** BEGIN Data shown **

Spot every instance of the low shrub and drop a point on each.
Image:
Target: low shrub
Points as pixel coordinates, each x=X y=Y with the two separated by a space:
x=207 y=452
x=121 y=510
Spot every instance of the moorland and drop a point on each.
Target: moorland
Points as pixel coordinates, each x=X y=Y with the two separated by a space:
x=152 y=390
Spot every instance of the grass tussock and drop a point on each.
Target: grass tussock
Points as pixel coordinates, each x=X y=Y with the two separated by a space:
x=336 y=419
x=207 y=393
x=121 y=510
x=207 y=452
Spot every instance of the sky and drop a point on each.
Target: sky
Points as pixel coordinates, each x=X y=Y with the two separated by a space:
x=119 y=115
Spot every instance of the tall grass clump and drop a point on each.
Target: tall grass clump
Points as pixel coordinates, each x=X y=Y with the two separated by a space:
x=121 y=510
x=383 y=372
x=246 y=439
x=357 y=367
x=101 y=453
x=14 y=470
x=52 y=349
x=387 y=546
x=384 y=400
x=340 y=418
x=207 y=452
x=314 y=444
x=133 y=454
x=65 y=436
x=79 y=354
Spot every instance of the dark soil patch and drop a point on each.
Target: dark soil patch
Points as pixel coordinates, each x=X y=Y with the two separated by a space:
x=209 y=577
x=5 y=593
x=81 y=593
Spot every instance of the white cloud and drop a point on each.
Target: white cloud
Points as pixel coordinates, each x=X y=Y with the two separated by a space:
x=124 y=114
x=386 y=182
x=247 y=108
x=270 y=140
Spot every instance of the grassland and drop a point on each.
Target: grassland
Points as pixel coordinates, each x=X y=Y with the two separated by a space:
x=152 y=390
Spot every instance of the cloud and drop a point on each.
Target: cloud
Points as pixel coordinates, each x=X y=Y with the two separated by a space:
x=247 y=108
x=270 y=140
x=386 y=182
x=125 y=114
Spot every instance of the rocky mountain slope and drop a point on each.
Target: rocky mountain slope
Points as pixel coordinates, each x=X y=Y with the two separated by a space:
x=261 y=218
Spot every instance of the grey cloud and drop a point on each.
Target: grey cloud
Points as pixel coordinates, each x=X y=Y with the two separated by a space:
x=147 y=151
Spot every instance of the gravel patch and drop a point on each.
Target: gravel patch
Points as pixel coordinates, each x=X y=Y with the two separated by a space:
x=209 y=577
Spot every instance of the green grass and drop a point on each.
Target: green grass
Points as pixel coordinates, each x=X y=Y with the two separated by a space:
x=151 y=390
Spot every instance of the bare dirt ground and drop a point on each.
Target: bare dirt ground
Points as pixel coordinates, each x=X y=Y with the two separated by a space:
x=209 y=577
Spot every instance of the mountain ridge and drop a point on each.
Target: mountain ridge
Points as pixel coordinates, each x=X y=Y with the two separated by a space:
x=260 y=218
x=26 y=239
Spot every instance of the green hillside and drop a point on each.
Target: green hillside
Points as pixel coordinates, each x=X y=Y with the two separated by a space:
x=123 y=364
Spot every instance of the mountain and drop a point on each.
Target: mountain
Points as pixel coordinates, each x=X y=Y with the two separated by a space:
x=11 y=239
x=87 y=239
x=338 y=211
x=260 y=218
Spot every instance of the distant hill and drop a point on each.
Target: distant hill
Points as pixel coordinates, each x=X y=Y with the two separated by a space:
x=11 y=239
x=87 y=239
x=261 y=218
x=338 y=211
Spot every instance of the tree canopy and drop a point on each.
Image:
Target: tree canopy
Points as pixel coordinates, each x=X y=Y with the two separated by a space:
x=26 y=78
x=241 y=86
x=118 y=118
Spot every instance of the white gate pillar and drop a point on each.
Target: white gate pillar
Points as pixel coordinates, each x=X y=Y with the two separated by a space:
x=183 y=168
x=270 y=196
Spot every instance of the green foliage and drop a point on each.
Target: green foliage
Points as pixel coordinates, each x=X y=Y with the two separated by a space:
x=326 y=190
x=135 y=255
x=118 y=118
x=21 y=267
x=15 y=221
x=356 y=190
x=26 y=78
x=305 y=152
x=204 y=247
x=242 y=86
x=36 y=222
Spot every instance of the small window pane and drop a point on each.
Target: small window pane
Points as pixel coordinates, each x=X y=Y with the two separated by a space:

** END Data shown **

Objective: Rewrite the items from the line containing "Spot every instance of the tree" through the end of the items, changing "Target" to "Object" and keeping everything else the same.

Correct response:
Spot every instance of the tree canopy and drop a point on each.
Image:
Object: tree canopy
Points as pixel coordinates, each x=X y=Y with the two separated by a space:
x=26 y=78
x=241 y=86
x=118 y=118
Spot every instance of the white gate pillar and drop a point on each.
Object: white gate pillar
Points as pixel coordinates, each x=X y=Y with the two separated by a space:
x=183 y=168
x=270 y=196
Spot every instance of the green foliage and drop a point on each.
Object: green foliage
Points as pixel coordinates, each x=X y=Y with the two separated by a space:
x=326 y=190
x=135 y=255
x=118 y=118
x=21 y=267
x=15 y=221
x=356 y=190
x=26 y=78
x=305 y=152
x=204 y=247
x=242 y=86
x=36 y=222
Spot every instance of the small window pane and drop a point on each.
Object: small window pane
Points as pixel coordinates, each x=X y=Y with the two separated by a space:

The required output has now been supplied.